GIVEN TEXT =
Profile image of Aditi Chauhan
11 Years ago

To determine the height of the atmosphere under the given conditions, we need to consider two scenarios: when air density remains constant and when it decreases linearly to zero with altitude. Let's break this down step-by-step for clarity.

Scenario A: Constant Air Density

If we assume that air density remains constant throughout the atmosphere, we can use the concept of pressure and the hydrostatic equation. The hydrostatic equation states that the change in pressure with height is equal to the negative product of density, gravitational acceleration, and the change in height:

Mathematically, this can be expressed as:

P = P0 - ρgH

Where:

  • P = pressure at height H
  • P0 = sea-level pressure (approximately 101325 Pa)
  • ρ = air density (1.21 kg/m³)
  • g = acceleration due to gravity (approximately 9.81 m/s²)

REQUEST 1 =
Locate each line in the entries that contains the string "leash", treating uppercase and lowercase as different, and copy those lines.

A run of entries
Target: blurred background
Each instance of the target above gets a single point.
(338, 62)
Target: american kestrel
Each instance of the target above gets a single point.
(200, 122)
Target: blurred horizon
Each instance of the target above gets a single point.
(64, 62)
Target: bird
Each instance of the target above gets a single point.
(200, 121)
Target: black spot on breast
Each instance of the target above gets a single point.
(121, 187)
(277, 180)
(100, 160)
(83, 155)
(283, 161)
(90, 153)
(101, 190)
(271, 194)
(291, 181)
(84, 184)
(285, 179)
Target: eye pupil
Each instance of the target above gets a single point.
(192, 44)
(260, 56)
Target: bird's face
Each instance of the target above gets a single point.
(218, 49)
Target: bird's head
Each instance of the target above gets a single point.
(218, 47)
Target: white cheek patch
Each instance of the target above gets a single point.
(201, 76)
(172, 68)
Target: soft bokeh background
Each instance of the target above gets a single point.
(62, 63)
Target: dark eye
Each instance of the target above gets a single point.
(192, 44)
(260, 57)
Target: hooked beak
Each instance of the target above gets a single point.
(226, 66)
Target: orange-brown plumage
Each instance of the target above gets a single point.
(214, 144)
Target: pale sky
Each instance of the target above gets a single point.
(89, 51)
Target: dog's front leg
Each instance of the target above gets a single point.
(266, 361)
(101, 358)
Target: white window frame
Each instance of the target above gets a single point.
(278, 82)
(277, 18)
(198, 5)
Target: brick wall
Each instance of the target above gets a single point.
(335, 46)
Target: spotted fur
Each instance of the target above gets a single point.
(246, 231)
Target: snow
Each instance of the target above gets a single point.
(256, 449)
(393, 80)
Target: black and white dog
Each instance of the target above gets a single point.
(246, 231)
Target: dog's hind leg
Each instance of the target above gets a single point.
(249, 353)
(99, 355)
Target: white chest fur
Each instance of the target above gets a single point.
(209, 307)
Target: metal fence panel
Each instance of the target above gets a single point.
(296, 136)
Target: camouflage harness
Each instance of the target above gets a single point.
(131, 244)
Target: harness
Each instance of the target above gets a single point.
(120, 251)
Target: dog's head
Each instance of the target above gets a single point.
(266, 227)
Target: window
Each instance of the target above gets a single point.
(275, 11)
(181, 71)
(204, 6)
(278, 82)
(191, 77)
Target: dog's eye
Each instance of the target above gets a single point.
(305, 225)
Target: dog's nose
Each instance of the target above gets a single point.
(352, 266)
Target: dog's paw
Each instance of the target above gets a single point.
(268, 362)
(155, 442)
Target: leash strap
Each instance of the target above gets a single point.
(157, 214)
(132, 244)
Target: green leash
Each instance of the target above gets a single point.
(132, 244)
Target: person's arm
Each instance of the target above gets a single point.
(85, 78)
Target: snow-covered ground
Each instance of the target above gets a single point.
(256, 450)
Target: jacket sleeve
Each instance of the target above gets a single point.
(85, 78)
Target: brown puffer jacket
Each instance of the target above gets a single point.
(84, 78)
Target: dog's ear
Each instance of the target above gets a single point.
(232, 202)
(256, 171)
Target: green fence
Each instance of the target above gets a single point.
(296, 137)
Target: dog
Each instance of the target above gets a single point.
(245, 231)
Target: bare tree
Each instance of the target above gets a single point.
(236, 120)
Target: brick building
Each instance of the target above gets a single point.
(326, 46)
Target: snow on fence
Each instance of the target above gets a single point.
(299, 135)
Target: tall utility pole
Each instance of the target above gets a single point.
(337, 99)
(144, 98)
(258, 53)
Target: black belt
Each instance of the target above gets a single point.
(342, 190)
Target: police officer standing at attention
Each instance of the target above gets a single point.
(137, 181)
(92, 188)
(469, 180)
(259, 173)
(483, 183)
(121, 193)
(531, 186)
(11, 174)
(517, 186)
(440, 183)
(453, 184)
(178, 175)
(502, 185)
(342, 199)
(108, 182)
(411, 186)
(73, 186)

REQUEST 2 =
What value does the post on atmosphere height give for air density?

EXERCISE RESPONSE 1 =
Target: leash strap
Target: green leash

EXERCISE RESPONSE 2 =
1.21 kg/m³